What is required
The required output is the exact sequence of lines from the line holding "Would you be able to point at the bright" to the end of the records, inclusive.

Pointing dataset excerpts
=======

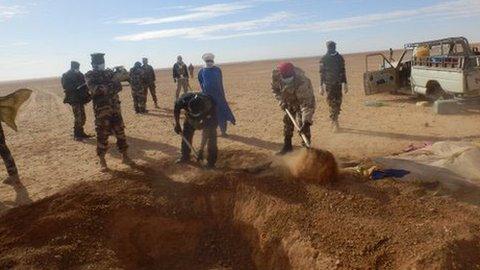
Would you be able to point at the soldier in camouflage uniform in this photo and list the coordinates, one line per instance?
(139, 89)
(76, 94)
(150, 79)
(180, 76)
(106, 105)
(8, 160)
(333, 80)
(293, 91)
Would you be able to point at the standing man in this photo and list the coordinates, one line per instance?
(293, 91)
(191, 70)
(76, 94)
(139, 88)
(211, 81)
(106, 105)
(333, 80)
(180, 76)
(150, 79)
(200, 114)
(8, 160)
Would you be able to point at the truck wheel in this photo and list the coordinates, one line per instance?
(435, 92)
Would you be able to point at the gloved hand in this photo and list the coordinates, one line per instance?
(178, 128)
(305, 127)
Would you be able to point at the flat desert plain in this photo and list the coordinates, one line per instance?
(354, 224)
(48, 159)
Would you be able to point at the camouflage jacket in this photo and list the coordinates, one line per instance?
(76, 91)
(104, 90)
(149, 74)
(298, 96)
(137, 77)
(332, 69)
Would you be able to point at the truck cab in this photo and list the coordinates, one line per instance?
(446, 68)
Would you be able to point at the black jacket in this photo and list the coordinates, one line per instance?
(76, 90)
(180, 71)
(149, 74)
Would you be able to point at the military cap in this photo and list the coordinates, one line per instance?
(98, 58)
(331, 43)
(74, 65)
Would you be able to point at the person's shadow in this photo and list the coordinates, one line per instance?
(21, 198)
(139, 148)
(256, 142)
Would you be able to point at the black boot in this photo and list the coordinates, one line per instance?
(287, 146)
(84, 135)
(77, 136)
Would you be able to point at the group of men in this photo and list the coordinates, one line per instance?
(142, 80)
(291, 87)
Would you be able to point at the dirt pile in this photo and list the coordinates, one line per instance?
(312, 166)
(239, 220)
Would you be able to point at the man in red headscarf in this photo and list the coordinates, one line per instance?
(293, 91)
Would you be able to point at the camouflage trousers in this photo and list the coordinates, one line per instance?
(181, 83)
(79, 116)
(6, 155)
(139, 95)
(152, 88)
(110, 125)
(334, 100)
(289, 128)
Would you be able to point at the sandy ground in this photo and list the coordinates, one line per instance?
(49, 160)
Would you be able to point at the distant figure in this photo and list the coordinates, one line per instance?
(191, 70)
(150, 79)
(139, 88)
(180, 76)
(104, 90)
(475, 51)
(8, 160)
(76, 94)
(293, 91)
(211, 82)
(333, 80)
(200, 114)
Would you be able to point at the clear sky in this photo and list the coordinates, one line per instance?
(39, 38)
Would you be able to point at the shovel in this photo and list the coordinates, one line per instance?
(304, 138)
(194, 151)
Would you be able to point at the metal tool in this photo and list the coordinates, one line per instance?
(304, 137)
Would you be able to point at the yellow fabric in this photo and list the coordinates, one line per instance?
(10, 104)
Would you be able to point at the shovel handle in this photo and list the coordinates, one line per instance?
(304, 137)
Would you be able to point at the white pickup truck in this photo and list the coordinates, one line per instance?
(450, 70)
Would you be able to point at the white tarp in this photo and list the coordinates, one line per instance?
(455, 164)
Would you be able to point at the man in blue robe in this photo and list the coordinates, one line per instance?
(211, 82)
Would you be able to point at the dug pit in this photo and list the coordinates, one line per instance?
(241, 220)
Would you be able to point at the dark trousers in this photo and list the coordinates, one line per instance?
(152, 87)
(110, 125)
(334, 100)
(6, 155)
(209, 132)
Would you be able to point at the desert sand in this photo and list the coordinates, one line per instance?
(50, 161)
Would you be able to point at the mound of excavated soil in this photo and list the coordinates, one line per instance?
(240, 220)
(312, 166)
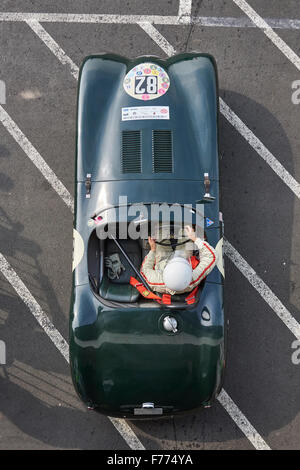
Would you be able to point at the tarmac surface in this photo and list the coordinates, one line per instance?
(38, 405)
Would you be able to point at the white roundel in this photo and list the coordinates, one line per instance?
(146, 82)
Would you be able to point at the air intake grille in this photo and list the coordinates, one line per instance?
(162, 155)
(131, 160)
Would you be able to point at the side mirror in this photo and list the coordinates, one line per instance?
(207, 196)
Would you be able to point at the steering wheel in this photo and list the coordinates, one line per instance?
(173, 244)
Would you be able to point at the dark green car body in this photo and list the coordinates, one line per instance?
(120, 355)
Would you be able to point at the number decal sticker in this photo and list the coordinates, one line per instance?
(146, 82)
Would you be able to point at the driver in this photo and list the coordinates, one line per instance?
(175, 272)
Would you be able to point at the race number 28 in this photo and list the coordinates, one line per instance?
(145, 84)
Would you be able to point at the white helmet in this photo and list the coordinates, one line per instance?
(177, 274)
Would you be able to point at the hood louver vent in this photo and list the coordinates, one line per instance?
(131, 160)
(162, 154)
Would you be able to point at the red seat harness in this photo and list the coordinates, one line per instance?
(166, 298)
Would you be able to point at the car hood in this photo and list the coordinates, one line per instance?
(126, 358)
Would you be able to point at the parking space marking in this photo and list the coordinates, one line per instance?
(61, 344)
(242, 422)
(34, 307)
(263, 25)
(185, 8)
(208, 21)
(160, 40)
(262, 288)
(53, 46)
(36, 158)
(260, 148)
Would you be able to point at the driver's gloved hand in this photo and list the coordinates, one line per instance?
(114, 266)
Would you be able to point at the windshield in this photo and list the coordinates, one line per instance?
(140, 220)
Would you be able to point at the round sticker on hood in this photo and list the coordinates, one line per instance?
(146, 82)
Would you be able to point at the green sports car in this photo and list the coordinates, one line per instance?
(147, 137)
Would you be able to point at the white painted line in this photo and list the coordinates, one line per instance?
(242, 422)
(158, 38)
(36, 310)
(259, 147)
(36, 158)
(88, 18)
(53, 46)
(232, 22)
(262, 288)
(185, 8)
(127, 433)
(61, 344)
(209, 21)
(269, 32)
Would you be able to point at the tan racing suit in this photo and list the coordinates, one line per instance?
(155, 262)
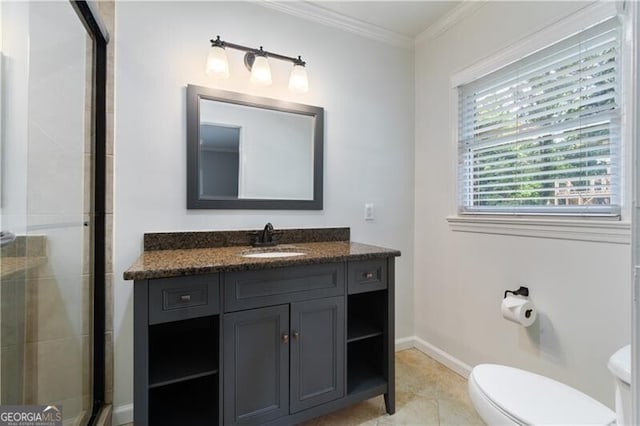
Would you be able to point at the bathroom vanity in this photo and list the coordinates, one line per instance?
(229, 334)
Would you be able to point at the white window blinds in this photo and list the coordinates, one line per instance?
(542, 135)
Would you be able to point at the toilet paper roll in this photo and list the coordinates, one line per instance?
(518, 310)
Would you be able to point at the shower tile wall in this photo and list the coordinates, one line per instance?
(107, 12)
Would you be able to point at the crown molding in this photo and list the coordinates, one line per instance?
(449, 20)
(313, 12)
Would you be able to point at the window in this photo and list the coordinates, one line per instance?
(542, 135)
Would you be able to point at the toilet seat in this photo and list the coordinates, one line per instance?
(507, 395)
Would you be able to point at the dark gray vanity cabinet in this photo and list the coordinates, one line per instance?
(275, 346)
(282, 359)
(177, 351)
(256, 372)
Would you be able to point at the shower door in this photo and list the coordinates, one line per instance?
(46, 209)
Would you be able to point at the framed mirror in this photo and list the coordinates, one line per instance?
(249, 152)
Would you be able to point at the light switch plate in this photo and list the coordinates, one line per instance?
(369, 212)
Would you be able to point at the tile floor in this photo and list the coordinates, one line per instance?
(427, 393)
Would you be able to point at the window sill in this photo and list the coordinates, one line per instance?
(601, 231)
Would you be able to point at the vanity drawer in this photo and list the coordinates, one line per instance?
(175, 299)
(367, 275)
(252, 289)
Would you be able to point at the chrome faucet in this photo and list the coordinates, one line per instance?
(267, 237)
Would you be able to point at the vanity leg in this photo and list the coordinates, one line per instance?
(390, 361)
(390, 402)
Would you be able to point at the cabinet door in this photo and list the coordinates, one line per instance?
(317, 352)
(256, 365)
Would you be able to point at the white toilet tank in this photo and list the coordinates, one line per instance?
(620, 366)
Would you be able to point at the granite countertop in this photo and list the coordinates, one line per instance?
(191, 261)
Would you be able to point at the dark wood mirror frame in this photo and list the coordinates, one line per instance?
(194, 201)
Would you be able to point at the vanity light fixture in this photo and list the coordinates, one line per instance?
(256, 61)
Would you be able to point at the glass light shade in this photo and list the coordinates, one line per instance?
(261, 71)
(298, 81)
(217, 63)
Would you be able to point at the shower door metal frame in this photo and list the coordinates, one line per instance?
(88, 13)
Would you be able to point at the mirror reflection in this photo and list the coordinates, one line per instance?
(247, 152)
(254, 153)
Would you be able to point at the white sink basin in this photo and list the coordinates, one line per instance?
(270, 254)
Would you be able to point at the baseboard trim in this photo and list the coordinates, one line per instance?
(122, 415)
(405, 343)
(436, 353)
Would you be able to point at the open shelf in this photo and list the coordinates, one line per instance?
(183, 350)
(365, 315)
(192, 403)
(358, 329)
(365, 367)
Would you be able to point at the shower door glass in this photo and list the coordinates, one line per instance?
(46, 208)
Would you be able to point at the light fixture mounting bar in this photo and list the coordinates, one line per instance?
(260, 51)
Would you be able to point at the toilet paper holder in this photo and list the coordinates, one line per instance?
(522, 291)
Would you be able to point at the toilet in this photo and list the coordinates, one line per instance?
(509, 396)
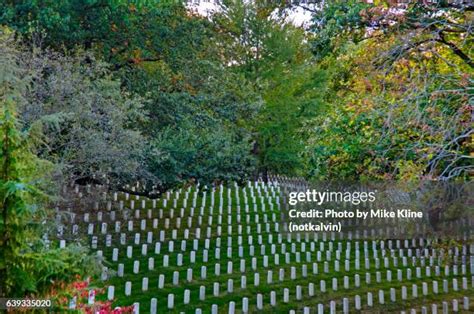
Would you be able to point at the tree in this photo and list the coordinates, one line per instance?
(273, 55)
(401, 109)
(28, 264)
(89, 126)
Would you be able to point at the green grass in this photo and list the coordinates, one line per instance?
(251, 291)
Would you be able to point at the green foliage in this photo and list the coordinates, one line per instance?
(88, 127)
(398, 101)
(202, 154)
(27, 262)
(273, 55)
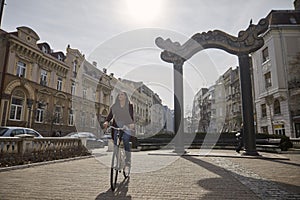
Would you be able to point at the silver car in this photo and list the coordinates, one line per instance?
(12, 131)
(91, 140)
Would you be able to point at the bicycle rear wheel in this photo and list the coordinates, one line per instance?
(126, 168)
(114, 171)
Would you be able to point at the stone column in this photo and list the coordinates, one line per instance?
(247, 105)
(178, 106)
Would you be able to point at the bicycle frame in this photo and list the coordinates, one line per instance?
(118, 159)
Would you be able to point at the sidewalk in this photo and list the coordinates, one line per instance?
(222, 174)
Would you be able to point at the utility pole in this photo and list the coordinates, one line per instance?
(2, 2)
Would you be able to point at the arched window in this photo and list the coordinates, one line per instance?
(17, 104)
(277, 107)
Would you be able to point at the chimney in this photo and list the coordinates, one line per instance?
(297, 4)
(95, 63)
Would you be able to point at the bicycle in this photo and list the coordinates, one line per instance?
(118, 158)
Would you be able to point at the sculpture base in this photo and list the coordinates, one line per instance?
(250, 153)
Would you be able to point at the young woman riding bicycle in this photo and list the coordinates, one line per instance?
(121, 112)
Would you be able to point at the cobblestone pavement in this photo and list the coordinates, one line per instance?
(222, 174)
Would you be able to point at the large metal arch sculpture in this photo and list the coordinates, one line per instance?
(247, 42)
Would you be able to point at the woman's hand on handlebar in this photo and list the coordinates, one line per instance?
(131, 126)
(105, 124)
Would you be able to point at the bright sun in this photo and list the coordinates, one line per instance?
(144, 11)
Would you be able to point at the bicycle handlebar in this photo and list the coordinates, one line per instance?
(124, 128)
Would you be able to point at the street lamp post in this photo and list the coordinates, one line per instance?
(2, 3)
(29, 105)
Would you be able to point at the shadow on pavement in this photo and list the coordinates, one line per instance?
(119, 193)
(240, 187)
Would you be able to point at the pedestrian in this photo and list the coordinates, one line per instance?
(240, 138)
(121, 112)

=======

Solution for this problem
Would you be able to point at the bright sun in this photo and list the coordinates, one line per instance?
(144, 11)
Would you be able to point at the bicycle handlebar in this photo and list the coordinates, one line per instance?
(124, 128)
Would you be able to point at the street lamp post in this photo and list the coordinates, one line per instance?
(2, 3)
(29, 105)
Would you be able to point at the shadow on pavement in this photo and list the coordinates, one line per instance?
(119, 193)
(240, 187)
Would you be able to point at the pedestrian in this photo and list the coordinates, one line per instance?
(240, 138)
(121, 112)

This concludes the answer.